Data entries

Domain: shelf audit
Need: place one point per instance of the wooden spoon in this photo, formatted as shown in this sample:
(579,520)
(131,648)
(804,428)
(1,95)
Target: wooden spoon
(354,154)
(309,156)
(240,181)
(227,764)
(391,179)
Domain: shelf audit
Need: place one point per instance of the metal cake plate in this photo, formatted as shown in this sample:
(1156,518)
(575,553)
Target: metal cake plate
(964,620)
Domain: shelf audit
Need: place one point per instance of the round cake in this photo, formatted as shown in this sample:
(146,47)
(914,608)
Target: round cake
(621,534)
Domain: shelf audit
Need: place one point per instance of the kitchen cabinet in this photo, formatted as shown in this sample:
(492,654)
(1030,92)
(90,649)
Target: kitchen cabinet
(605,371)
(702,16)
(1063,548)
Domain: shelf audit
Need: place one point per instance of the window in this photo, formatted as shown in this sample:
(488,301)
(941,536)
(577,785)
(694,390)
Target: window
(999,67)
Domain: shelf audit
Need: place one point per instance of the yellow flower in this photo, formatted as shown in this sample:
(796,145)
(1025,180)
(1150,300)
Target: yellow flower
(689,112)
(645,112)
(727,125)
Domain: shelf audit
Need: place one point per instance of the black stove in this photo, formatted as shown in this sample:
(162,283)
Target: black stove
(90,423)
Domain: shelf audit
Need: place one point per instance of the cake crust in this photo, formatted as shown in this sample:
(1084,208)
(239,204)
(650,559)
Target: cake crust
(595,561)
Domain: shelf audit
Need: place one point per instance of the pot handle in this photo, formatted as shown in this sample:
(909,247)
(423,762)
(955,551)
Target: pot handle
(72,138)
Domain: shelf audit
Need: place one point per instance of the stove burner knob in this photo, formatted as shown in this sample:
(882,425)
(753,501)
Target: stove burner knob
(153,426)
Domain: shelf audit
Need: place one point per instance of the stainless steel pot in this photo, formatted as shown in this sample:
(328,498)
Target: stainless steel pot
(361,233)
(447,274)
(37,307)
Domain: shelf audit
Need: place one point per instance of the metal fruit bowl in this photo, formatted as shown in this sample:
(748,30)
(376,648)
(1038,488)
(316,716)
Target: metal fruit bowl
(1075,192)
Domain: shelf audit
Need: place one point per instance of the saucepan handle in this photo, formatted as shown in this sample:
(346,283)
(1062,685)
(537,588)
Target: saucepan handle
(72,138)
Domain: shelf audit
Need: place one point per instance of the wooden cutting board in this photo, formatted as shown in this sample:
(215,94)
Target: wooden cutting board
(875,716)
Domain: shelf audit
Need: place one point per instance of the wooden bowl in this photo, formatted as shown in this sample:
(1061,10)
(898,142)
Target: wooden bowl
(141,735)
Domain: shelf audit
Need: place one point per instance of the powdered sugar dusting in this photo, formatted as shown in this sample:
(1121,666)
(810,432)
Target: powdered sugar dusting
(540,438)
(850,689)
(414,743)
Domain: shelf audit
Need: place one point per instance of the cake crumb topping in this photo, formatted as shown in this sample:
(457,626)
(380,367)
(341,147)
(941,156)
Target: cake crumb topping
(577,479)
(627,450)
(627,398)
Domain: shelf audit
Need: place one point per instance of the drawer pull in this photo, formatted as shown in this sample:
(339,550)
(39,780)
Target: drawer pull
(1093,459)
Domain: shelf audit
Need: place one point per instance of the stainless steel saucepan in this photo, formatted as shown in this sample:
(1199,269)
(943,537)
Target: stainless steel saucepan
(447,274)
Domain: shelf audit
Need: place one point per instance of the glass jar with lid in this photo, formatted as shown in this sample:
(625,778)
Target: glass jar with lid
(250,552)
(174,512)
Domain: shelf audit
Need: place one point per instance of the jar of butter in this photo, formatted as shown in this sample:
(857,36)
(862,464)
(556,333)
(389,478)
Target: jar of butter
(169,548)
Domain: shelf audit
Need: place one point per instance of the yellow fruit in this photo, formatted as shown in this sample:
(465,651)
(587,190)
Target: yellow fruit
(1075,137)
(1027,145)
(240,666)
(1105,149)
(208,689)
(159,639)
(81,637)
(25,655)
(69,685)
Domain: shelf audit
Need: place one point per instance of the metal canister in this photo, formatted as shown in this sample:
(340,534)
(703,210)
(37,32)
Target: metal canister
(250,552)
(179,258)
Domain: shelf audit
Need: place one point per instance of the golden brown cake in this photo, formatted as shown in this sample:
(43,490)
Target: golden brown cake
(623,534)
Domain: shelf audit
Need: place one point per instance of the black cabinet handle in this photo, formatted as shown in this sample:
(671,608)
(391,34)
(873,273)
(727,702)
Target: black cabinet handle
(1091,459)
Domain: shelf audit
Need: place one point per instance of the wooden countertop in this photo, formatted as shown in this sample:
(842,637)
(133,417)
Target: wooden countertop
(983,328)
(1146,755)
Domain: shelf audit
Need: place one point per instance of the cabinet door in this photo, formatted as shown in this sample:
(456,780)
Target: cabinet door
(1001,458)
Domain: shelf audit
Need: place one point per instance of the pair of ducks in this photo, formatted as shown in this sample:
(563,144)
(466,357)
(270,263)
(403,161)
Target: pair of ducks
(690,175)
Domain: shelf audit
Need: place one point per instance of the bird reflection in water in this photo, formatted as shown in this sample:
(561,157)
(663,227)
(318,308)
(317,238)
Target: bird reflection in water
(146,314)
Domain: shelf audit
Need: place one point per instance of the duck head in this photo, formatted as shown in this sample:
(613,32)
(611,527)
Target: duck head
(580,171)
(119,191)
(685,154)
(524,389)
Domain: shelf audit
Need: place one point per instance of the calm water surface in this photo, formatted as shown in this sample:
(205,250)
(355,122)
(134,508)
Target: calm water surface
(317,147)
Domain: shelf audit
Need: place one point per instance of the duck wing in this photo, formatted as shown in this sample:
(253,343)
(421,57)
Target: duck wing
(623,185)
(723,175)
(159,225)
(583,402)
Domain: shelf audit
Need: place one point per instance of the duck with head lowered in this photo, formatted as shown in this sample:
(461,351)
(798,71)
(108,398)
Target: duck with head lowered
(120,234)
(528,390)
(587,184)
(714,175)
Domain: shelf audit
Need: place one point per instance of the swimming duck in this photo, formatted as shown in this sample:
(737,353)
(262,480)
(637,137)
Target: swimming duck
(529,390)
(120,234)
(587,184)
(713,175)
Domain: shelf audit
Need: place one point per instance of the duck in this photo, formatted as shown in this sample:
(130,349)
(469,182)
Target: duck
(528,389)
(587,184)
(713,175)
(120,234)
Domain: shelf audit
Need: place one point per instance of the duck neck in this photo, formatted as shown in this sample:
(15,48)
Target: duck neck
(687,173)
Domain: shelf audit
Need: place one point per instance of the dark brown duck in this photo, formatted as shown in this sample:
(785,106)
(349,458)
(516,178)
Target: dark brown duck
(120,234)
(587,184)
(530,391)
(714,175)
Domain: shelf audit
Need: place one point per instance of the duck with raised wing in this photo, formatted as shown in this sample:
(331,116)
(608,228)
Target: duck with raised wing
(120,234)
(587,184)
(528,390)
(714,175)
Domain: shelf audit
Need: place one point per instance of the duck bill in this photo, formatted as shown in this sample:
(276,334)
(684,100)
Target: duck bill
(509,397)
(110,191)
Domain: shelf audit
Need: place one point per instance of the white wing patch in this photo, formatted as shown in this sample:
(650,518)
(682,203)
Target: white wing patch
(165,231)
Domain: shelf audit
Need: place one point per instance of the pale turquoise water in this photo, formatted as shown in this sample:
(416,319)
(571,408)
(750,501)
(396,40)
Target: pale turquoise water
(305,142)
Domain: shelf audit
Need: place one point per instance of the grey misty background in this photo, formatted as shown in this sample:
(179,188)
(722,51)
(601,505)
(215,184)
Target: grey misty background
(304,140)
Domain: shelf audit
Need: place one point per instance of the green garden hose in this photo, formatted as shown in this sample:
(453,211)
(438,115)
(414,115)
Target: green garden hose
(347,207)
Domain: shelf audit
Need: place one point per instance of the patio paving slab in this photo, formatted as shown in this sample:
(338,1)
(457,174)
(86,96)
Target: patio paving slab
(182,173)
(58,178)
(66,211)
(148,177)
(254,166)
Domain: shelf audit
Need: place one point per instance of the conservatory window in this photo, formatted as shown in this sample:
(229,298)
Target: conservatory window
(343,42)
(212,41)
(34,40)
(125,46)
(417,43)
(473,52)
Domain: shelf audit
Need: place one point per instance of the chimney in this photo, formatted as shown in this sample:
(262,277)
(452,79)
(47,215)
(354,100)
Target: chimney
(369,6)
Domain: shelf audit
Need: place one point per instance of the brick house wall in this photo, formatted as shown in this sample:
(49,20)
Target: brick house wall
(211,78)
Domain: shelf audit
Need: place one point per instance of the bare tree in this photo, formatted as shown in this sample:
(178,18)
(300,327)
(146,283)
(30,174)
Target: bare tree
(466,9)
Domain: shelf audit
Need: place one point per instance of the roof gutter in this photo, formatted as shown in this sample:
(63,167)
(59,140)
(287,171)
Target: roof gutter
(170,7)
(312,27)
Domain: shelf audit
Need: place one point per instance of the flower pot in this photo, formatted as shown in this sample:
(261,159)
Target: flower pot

» Exercise: Pick out every line of the material above that contains the string "brick", matching case exactly.

» Correct output:
Need: place one point per instance of the brick house wall in this photo, formatted as shown in this sample:
Target: brick house wall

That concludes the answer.